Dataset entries

• • • •

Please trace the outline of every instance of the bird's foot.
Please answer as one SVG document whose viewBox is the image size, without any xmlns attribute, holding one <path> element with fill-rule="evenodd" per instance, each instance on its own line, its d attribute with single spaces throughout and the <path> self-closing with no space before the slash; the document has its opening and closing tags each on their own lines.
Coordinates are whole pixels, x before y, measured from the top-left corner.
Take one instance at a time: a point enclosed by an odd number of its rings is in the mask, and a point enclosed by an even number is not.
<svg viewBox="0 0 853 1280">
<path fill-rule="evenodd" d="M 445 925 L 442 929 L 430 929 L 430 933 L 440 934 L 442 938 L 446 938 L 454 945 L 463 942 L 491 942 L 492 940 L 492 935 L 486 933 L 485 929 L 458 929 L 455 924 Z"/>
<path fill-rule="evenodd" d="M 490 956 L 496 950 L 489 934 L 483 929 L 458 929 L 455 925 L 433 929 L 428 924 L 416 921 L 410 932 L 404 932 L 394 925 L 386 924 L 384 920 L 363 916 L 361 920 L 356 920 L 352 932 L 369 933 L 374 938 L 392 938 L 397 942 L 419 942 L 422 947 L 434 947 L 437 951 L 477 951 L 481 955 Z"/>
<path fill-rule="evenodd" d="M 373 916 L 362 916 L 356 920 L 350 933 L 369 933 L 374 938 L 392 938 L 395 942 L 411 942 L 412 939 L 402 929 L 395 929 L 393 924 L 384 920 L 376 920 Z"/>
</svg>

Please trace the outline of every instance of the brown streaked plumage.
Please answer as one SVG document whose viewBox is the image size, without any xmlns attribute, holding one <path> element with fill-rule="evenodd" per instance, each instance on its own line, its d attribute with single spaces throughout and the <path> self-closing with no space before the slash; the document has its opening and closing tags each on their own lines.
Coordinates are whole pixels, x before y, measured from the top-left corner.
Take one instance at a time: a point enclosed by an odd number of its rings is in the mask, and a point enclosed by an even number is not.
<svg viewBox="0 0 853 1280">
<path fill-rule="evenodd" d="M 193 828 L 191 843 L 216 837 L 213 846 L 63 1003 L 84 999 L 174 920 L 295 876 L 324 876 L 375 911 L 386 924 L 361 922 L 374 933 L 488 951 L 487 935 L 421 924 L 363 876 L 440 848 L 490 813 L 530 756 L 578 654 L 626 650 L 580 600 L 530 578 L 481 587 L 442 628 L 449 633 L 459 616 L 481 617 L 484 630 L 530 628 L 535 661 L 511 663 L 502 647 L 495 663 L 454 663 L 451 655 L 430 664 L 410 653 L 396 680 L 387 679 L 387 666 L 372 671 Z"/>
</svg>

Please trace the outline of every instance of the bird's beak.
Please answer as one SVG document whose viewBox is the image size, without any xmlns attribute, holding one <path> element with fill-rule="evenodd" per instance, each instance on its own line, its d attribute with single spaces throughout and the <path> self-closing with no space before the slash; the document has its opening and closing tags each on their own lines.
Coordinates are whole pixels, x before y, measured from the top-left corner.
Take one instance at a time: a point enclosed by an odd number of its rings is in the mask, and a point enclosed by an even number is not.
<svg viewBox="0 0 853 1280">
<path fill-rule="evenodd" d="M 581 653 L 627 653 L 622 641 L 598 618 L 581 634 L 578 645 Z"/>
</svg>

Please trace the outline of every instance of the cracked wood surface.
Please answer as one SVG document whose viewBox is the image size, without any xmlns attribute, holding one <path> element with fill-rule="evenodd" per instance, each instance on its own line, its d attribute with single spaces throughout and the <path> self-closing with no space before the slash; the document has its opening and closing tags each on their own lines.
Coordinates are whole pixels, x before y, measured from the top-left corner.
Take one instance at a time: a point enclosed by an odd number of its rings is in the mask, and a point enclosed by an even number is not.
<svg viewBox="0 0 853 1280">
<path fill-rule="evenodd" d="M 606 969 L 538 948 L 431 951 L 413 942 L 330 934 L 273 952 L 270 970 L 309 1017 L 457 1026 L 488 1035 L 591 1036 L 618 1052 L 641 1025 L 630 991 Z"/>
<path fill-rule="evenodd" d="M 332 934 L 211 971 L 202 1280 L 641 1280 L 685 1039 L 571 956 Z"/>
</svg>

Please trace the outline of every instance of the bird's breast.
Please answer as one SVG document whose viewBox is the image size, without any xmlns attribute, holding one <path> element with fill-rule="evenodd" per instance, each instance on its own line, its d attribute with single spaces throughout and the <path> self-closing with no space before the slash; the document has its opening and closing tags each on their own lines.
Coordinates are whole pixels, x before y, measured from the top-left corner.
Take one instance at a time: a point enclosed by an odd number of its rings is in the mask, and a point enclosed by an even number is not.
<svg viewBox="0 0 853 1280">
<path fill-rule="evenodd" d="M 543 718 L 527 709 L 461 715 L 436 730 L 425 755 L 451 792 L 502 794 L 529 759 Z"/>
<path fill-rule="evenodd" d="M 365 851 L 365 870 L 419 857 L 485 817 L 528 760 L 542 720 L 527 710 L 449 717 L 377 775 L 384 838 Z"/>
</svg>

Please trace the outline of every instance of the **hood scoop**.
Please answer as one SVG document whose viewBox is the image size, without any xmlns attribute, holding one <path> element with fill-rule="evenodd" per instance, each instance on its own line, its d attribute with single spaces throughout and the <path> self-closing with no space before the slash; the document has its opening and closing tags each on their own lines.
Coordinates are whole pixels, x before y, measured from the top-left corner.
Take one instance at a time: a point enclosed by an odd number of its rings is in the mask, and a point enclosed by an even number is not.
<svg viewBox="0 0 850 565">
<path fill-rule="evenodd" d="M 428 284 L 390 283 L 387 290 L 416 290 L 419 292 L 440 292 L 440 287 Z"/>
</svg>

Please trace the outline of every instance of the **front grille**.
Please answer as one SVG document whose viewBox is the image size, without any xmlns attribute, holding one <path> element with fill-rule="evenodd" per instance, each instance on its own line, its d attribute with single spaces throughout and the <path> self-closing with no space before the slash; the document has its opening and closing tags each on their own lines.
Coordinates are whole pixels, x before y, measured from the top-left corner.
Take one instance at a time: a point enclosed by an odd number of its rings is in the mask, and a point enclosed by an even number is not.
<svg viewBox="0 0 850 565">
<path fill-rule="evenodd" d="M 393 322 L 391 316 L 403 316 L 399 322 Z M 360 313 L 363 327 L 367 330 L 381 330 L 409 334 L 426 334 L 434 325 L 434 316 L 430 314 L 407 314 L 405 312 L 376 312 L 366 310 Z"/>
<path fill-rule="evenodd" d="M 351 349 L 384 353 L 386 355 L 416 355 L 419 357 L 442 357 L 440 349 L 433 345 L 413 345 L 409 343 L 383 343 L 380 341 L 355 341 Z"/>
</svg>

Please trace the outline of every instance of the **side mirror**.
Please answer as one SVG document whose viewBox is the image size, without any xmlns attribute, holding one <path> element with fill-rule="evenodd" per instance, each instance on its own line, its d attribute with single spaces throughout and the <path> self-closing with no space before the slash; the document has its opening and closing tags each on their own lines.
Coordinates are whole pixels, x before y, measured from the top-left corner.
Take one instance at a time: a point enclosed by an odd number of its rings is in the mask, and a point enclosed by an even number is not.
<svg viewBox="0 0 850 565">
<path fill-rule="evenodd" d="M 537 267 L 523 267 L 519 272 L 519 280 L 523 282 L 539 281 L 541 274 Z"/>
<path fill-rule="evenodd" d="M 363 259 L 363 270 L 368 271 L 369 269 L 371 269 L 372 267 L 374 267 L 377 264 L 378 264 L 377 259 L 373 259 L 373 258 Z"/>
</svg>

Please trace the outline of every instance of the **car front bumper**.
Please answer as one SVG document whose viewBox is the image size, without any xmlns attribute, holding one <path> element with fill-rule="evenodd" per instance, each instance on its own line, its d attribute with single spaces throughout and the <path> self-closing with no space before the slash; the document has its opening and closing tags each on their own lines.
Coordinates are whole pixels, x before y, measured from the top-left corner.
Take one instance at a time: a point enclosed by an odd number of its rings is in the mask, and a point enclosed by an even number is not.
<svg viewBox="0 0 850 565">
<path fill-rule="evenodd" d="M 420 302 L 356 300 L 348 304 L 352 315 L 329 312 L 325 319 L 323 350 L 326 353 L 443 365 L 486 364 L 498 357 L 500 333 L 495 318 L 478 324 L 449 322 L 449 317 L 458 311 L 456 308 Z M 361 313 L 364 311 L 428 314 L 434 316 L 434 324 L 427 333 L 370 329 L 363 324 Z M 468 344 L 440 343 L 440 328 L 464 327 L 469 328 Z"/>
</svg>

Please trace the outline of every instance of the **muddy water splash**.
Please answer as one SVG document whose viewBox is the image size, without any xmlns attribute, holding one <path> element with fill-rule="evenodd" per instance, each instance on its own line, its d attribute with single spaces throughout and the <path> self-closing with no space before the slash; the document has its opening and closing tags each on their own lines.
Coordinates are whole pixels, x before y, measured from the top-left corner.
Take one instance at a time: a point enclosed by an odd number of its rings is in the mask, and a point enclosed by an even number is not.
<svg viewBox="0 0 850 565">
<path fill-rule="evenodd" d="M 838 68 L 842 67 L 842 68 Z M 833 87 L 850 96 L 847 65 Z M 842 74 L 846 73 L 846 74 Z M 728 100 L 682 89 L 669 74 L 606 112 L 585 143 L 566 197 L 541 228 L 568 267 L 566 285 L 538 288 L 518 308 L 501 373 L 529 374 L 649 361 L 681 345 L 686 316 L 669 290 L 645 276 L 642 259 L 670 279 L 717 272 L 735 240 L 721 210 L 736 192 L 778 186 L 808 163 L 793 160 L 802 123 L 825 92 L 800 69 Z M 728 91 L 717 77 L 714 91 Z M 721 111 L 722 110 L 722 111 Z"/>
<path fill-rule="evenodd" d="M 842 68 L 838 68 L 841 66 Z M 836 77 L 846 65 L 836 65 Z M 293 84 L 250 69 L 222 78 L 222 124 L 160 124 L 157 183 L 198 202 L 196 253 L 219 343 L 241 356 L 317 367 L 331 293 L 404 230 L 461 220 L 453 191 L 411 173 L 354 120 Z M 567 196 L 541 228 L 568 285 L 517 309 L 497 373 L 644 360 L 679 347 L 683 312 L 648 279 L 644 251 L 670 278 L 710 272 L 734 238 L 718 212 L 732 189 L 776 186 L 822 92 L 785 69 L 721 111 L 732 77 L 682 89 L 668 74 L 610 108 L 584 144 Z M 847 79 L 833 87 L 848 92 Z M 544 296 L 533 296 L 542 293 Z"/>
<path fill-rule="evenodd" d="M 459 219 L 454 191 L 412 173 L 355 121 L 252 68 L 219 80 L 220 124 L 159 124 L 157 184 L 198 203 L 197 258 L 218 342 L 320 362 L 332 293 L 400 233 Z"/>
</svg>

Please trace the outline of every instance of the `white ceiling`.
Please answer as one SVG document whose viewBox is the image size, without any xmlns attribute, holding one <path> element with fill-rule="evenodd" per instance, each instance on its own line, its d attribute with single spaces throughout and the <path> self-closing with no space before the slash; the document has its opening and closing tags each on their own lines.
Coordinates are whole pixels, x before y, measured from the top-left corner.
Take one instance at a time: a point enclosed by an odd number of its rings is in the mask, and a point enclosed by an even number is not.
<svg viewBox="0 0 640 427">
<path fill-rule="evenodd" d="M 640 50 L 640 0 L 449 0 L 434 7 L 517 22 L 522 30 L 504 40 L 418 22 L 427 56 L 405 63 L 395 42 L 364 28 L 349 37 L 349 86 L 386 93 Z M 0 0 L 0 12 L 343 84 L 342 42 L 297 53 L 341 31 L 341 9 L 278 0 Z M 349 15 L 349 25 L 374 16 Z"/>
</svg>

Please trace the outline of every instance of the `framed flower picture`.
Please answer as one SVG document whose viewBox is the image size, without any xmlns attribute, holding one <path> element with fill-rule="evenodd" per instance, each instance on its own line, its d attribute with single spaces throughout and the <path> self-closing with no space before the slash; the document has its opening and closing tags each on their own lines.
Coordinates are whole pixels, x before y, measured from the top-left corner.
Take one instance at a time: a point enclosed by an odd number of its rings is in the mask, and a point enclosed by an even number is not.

• • • •

From the entries above, copy every line that holds the word "outline".

Please trace the outline of every instance of the bird's foot.
Please trace the outline of every instance of the brown streaked plumage.
Please trace the outline of every instance of the bird's beak.
Please trace the outline of every instance of the cracked wood surface.
Please trace the outline of every instance of the bird's breast.
Please trace the outline of every instance of the **hood scoop**.
Please trace the outline of every instance of the **front grille**.
Please trace the outline of every instance of the **side mirror**.
Please trace the outline of every instance of the **car front bumper**.
Please trace the outline of every instance of the **muddy water splash**.
Please trace the outline of every instance of the `white ceiling`.
Please trace the outline of every instance of the `framed flower picture`.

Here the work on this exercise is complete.